*Consigne 1*
Modifie les entrées à partir de la ligne qui contient « Can you find the snowman's » et jusqu'à la fin des entrées. Remplace « black top hat » par « red top hat » et laisse tout le reste intact.

L’un des grands mérites de ce livre de Michon est qu’il nous permet de comprendre les effets de la littérature sur l’être humain, lorsqu’elle devient une passion. Grâce à quoi, la vie en est transformée au plus profond, et pour le meilleur. C’est en tout cas le bilan qu’en dresse avec fougue Michon.

Dans le texte intitulé « J’invente un dieu », Michon se livre ainsi : « Depuis des années le goût de noircir du papier m’avait abandonné. Fini, le temps où je faisais des surenchères d’arabesques autour d’un mot. Je n’écrivais pas et je n’écrirais plus. J’avais plus de soixante ans, il était grand temps que je fasse quelque chose de ma vie : la rencontre d’un dieu me parut un bon plan. » On appréciera l’humour de ce passage, qui en gomme l’amertume. Avec la conclusion suivante, plus sereine : « L’art d’écrire, de faire de chaque mot un nom propre ou un totem, voilà la route où s’avançait le dieu. » Ce qui donne, pour résumer : « J’étais de nouveau littérateur. »

*Données sources*
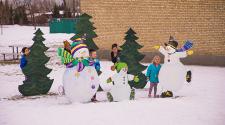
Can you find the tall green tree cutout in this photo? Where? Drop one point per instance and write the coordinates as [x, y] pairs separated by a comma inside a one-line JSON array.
[[84, 27], [35, 71], [132, 57]]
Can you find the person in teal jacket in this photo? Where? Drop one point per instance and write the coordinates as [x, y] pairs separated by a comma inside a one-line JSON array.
[[152, 75]]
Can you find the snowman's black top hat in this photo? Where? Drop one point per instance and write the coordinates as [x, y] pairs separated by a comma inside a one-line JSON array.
[[172, 42]]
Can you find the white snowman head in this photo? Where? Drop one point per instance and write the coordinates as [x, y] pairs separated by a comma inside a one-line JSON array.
[[170, 49], [79, 50], [171, 46], [121, 67]]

*Consigne 2*
Recopie mot pour mot le passage du texte de lecture qui commence à « L’un des grands » et se termine à « avec fougue Michon. ».

*Réponse attendue 1*
Can you find the snowman's red top hat in this photo? Where? Drop one point per instance and write the coordinates as [x, y] pairs separated by a comma inside a one-line JSON array.
[[172, 42]]
Can you find the white snowman head in this photo? Where? Drop one point per instance and write the coordinates as [x, y] pairs separated by a comma inside a one-line JSON array.
[[170, 49], [79, 50], [171, 46], [121, 67]]

*Réponse attendue 2*
L’un des grands mérites de ce livre de Michon est qu’il nous permet de comprendre les effets de la littérature sur l’être humain, lorsqu’elle devient une passion. Grâce à quoi, la vie en est transformée au plus profond, et pour le meilleur. C’est en tout cas le bilan qu’en dresse avec fougue Michon.